Turn every line of the material below into a JSON list of strings, one string per line, with blank lines dropped. Leave the pictures out of the list.

__Data to process__.
-- start --
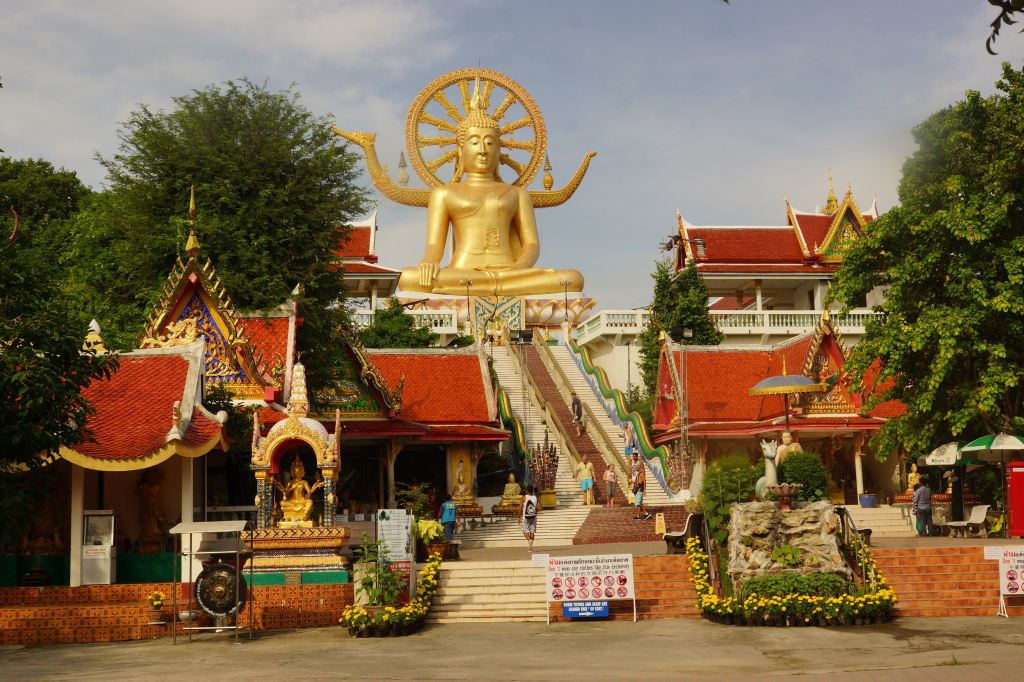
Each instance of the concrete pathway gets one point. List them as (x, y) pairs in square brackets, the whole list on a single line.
[(907, 649)]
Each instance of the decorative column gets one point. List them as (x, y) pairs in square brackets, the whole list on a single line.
[(329, 499)]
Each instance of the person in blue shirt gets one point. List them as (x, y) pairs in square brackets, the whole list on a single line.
[(450, 514)]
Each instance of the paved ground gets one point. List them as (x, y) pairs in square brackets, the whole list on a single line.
[(907, 649)]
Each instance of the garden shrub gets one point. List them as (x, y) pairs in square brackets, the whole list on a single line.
[(814, 585), (808, 469), (728, 479)]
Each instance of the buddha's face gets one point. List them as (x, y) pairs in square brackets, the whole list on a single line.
[(480, 151)]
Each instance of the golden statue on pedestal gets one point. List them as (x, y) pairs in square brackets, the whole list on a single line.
[(297, 501), (495, 238)]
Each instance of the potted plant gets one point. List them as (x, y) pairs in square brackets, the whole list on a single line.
[(156, 601), (431, 534), (376, 583)]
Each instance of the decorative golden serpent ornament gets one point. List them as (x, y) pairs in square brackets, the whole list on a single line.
[(432, 123)]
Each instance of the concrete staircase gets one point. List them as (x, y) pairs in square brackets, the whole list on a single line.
[(944, 581), (555, 527), (884, 521), (488, 592), (655, 495)]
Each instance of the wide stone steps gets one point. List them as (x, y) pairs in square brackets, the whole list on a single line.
[(488, 592), (655, 495), (943, 581)]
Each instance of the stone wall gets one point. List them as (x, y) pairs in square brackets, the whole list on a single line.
[(756, 528)]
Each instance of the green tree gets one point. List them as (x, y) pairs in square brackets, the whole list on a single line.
[(680, 303), (273, 186), (393, 328), (42, 367), (950, 345)]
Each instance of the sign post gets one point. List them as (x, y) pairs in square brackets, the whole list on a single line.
[(394, 526), (1011, 576), (585, 585)]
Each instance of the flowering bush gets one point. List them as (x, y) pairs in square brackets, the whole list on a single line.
[(396, 620), (428, 530), (877, 602), (157, 599)]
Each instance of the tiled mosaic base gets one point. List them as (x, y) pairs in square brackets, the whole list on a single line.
[(104, 613)]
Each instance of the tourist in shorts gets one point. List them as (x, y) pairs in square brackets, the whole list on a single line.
[(528, 518), (609, 486)]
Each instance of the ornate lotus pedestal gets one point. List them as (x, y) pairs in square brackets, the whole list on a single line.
[(300, 550)]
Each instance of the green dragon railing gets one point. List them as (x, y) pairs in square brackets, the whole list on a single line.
[(512, 423), (645, 445)]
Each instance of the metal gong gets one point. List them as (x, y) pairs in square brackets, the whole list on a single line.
[(215, 590)]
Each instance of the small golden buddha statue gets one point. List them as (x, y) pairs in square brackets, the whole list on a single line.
[(297, 502), (912, 478), (511, 502), (787, 448)]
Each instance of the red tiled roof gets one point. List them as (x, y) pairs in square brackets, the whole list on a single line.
[(267, 337), (133, 407), (357, 244), (748, 244), (813, 226), (766, 267), (440, 388), (355, 266)]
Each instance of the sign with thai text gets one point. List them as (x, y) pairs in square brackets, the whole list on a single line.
[(585, 609), (572, 579), (1012, 570)]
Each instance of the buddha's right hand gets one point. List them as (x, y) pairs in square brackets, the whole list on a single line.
[(428, 271)]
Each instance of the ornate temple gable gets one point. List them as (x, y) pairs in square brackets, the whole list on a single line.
[(357, 388), (194, 304), (847, 225), (825, 360)]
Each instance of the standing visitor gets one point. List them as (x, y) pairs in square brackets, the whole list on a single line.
[(585, 474), (450, 515), (529, 515), (609, 486), (922, 506), (639, 487), (578, 413)]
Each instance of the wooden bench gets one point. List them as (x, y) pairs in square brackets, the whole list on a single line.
[(973, 525)]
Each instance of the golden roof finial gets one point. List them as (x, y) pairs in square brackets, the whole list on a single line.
[(832, 203), (402, 173), (192, 246)]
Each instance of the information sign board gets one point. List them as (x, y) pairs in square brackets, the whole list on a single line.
[(585, 609), (1012, 570), (607, 577)]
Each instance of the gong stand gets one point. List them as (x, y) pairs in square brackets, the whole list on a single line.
[(220, 589)]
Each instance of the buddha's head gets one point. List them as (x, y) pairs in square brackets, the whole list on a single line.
[(478, 139)]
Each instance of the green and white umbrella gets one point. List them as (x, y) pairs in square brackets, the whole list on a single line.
[(992, 448)]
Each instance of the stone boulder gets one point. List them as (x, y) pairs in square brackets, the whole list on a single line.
[(757, 528)]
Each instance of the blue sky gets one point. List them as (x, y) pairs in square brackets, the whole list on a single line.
[(716, 110)]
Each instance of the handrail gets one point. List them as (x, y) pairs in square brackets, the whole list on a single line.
[(646, 445), (850, 540), (609, 453)]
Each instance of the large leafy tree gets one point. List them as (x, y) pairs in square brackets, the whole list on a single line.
[(273, 187), (950, 344), (680, 303), (42, 367), (393, 328)]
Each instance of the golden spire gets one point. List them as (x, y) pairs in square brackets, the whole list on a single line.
[(402, 173), (192, 246), (832, 203)]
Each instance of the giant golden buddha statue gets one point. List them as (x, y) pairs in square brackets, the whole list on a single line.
[(495, 239)]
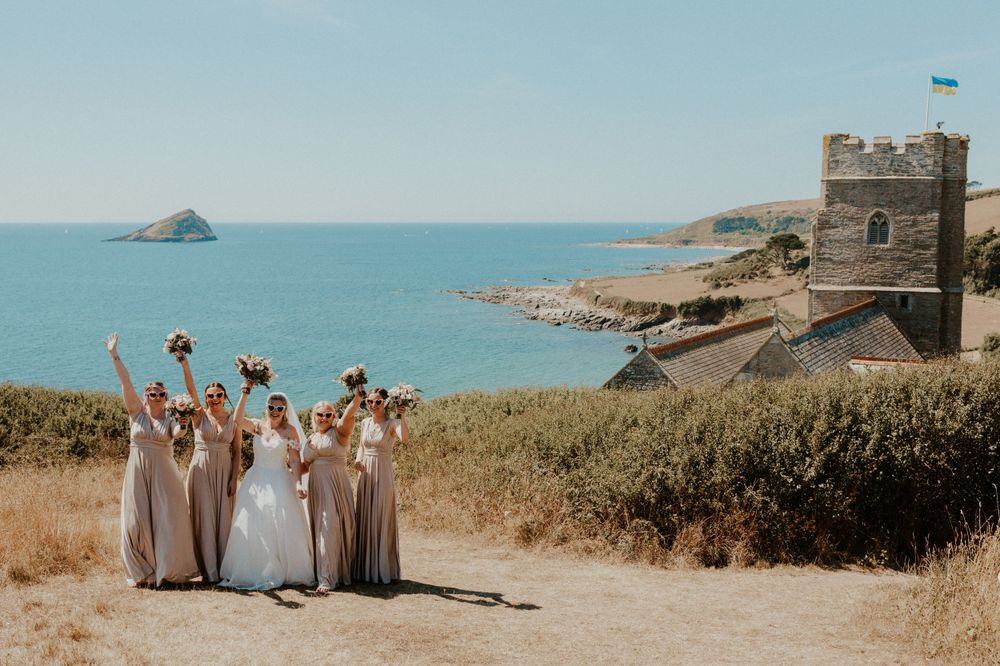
-- end --
__Solution to this problem__.
[
  "Each instance of the concrete pathway gets one point. List them as (x, y) pairs in square brackets, the whole list on a single line.",
  "[(907, 649)]",
  "Each instance of the decorative column gets one point. List them as (x, y) pairs in square brackets, the whole list on a single line.",
  "[(329, 499)]",
  "Each instance of the person in blue shirt gets one point. List them as (x, y) pairs in square brackets, the whole list on a single line.",
  "[(450, 514)]",
  "Each instance of the paved ground gets one point. List them as (x, y) pairs in square brackets, the whole list on a single line.",
  "[(907, 649)]",
  "Each instance of the garden shrub gets one point. List them as (x, y) pairs in square brackets, the whole list on a single line.",
  "[(814, 585), (808, 469), (728, 479)]",
  "Each instance of the buddha's face gets one point. List them as (x, y) pairs in square brackets, the whole list on a single line.",
  "[(480, 151)]",
  "Each instance of the golden statue on pedestal gets one point. List them as (x, y) pairs in square brackets, the whole list on a single line.",
  "[(297, 501), (495, 238)]",
  "Each instance of the potted plant gets one point. List them as (x, y) pairs in square brackets, the whole list on a single line.",
  "[(156, 601), (431, 534), (376, 583)]",
  "Each instance of the decorative golden serpent ornament gets one point. List them as (x, y) pairs in square brackets, the whole list on a single line.",
  "[(432, 123)]",
  "Each instance of the concrete staircase gets one point. List them as (x, y) pairs in square brackets, the whole list on a single line.",
  "[(944, 581), (555, 527), (884, 521), (488, 592), (655, 495)]",
  "Each instance of the wide stone steps gets one point. List them as (x, y) pairs in square brackets, the whole list on a single line.",
  "[(488, 592), (655, 495), (943, 581)]",
  "Each instance of the stone wall gets one point. List them as (x, y) pairs in square brackets, the whole list on a single line.",
  "[(756, 528)]",
  "Each instance of the green tree gets one point. List them as (x, y) pairs in square brackets, the whole list on a single line.",
  "[(680, 303), (273, 186), (393, 328), (42, 367), (950, 345)]",
  "Each instance of the sign post gets one point. List them as (x, y) pairs in square brackets, the whole list on a single line.",
  "[(394, 526), (1011, 576), (585, 585)]",
  "Each instance of the flowering bush gets one point. List them as (x, y) pairs in square brackets, the whole list on a single line.",
  "[(396, 620), (428, 530), (877, 602), (157, 599)]",
  "Each instance of the tiled mosaic base gets one point. List them as (x, y) pairs in square brackets, the whole list on a single line.",
  "[(104, 613)]",
  "Each instance of the tourist in shorts gets one point. List them as (x, y) pairs in square brackets, the whole list on a single line.",
  "[(528, 518), (609, 486)]",
  "Each instance of the ornate lotus pedestal gets one point. List them as (x, y) pairs in square brackets, the whole list on a single line.",
  "[(300, 550)]",
  "Each instance of the green dragon railing gets one point. List them as (x, y) pairs in square brackets, the whole list on a single line.",
  "[(512, 423), (645, 445)]",
  "Each instance of the metal gong gets one point. List them as (x, y) pairs in square brackets, the whole list on a single line.",
  "[(215, 590)]",
  "Each instance of the small golden buddha statue gets one point. List them as (x, y) pairs in square brackets, the whole list on a single line.",
  "[(297, 502), (912, 478), (511, 502), (787, 448)]",
  "Each instance of the red tiled roof gets one point. List them as (x, y) pairs in square brackets, the whole list on a single line.",
  "[(267, 337), (133, 407), (357, 244), (748, 244), (813, 226), (766, 267), (440, 388), (355, 266)]",
  "Each instance of the sign with thai text gets one point. List them as (x, y) pairs in square brackets, the whole list on a single line.",
  "[(585, 609), (572, 579), (1012, 570)]",
  "Each instance of the buddha's right hand gets one point. List them as (x, y) pairs in square brackets, the whole list on a single line.",
  "[(428, 271)]",
  "Each instance of the ornate temple gable gets one point. List them as (x, y) pairs in square brackets, the whole list on a single line.",
  "[(357, 388), (194, 304), (847, 225), (825, 360)]",
  "Each instance of the standing visitor gets one point. List them as (x, y) pairs in square brackets, the whole list on a single line.",
  "[(585, 474), (450, 515), (529, 515), (609, 486), (922, 506), (639, 487), (578, 413)]",
  "Each instance of the wooden bench gets one point. List them as (x, y) pairs in square brackets, the whole list on a single line.",
  "[(973, 525)]",
  "Each instance of the golden roof finial gets one point. List them as (x, y) pairs in square brackets, the whole list on a single line.",
  "[(832, 203), (402, 173), (192, 246)]",
  "Each instance of the information sign board gets one point. List them as (x, y) pairs in square brackets, the whole list on a single line.",
  "[(585, 609), (1012, 570), (607, 577)]",
  "Each instance of the gong stand gets one point. List them as (x, y) pairs in square brackets, the whole list on a single line.",
  "[(220, 589)]",
  "Each instance of the buddha's head gets one point. List them as (x, y) pairs in square brackets, the whole list on a single line.",
  "[(478, 139)]",
  "Each instance of the green and white umbrella gets one point. List them as (x, y) pairs in square brackets, the whole list on a single line.",
  "[(992, 448)]",
  "Each instance of the stone boulder gets one point. List them as (x, y) pairs in square brackets, the whole list on a single line.",
  "[(757, 528)]",
  "Each instance of the blue sky gets one point. List them as (x, y) pairs in square brackets, the whole list on a single line.",
  "[(716, 110)]",
  "Each instance of the handrail gets one point. List them as (x, y) pairs in square brackets, the whole list on a single line.",
  "[(646, 445), (850, 540), (609, 453)]",
  "Each instance of the large leafy tree gets one point. List them as (x, y) pairs in square brackets, the whole list on a single line.",
  "[(273, 187), (950, 344), (680, 303), (42, 367), (393, 328)]",
  "Each instance of the golden spire gets one point. List them as (x, y) pairs in square brackets, the whole list on a single line.",
  "[(402, 173), (192, 246), (832, 203)]",
  "Each instance of the giant golden buddha statue gets one point. List them as (x, y) pairs in square brackets, the whole list on a single line.",
  "[(495, 239)]"
]